*** Opening of Excerpt provided ***
Novel writers and television and movie screenwriters have exploited numerous poisons in their works, including those that are chemical elements, such as arsenic and polonium, and those derived from animals, such as snake venom and blowfish poison. Many poisons derived from plants have also been used for villainous purposes in fiction.
In the AMC TV series “Breaking Bad,” high school chemistry teacher Walter White uses a compound called ricin to murder the business executive Lydia Rodarte-Quayle. Ricin is a very potent poison derived from the castor bean Ricinus communis and can be especially lethal if inhaled. Once this compound gets inside a cell, it damages a structure called a ribosome that’s responsible for synthesizing proteins essential to the cell’s function. Ingesting ricin could result in intestinal bleeding, organ damage and death.
It wasn’t Stevia that Lydia sweetened her tea with in ‘Breaking Bad’.
*** Close of Excerpt provided ***
*** Opening of Recorded data ***
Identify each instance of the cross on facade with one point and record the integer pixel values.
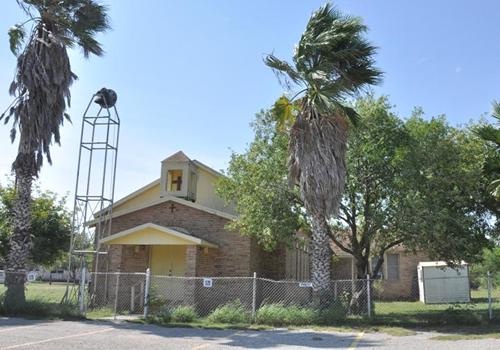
*** Close of Recorded data ***
# Activity 1:
Write out the passage on poisons in fiction from "In the AMC TV" to "damage and death.".
# Activity 2:
Pick up the passage on poisons in fiction after its last sentence and keep it going.
The lines above have nothing to do with the passage on poisons in fiction.

# Exercise response 1:
In the AMC TV series “Breaking Bad,” high school chemistry teacher Walter White uses a compound called ricin to murder the business executive Lydia Rodarte-Quayle. Ricin is a very potent poison derived from the castor bean Ricinus communis and can be especially lethal if inhaled. Once this compound gets inside a cell, it damages a structure called a ribosome that’s responsible for synthesizing proteins essential to the cell’s function. Ingesting ricin could result in intestinal bleeding, organ damage and death.

# Exercise response 2:
Sometimes, particular organs are much more susceptible to the effects of a poison. Physicians use digitalis medicines like digoxin, which are derived from members of the foxglove family of plants, to treat congestive heart failure and heart rhythm problems. When administered in sufficiently high doses, however, they can lead to heart failure and death. By interfering with a protein in heart cells called the sodium-potassium pump, they can decrease the rate of electrical impulses in the heart and increase the strength of its contractions. This can result in a dangerous type of irregular heartbeat called ventricular fibrillation and lead to death.
The villain of the James Bond film “Casino Royale,” Le Chiffre, has his girlfriend attempt to kill Bond by poisoning his martini with digitalis. At high doses, digitalis drugs can alter the activity of the autonomic nervous system, which controls unconscious bodily functions like heart pumping.
Poison is one way to win a poker game.
TV characters are not immune to the dangers of poisonous mushrooms. One particularly potent fungus, Amanita verna, is known as the “destroying angel.” In the ITV TV series “Midsomer Murders,” puppet show owner and presumed upstanding citizen Evelyn Pope uses this mushroom to fatally poison chef Tristan Goodfellow as part of her murder spree of the inheritors of an estate. This mushroom contains various chemicals called amatoxins that are thought to inhibit the activity of a specific enzyme critical for the production of messenger RNA, or mRNA, a molecule essential to protein synthesis in cells. Because ingested amatoxins mainly target the liver, these poisons can severely disrupt the liver’s ability to repair itself, leading to loss of function that will prove fatal without liver transplantation.
They don’t call it the “destroying angel” for nothing.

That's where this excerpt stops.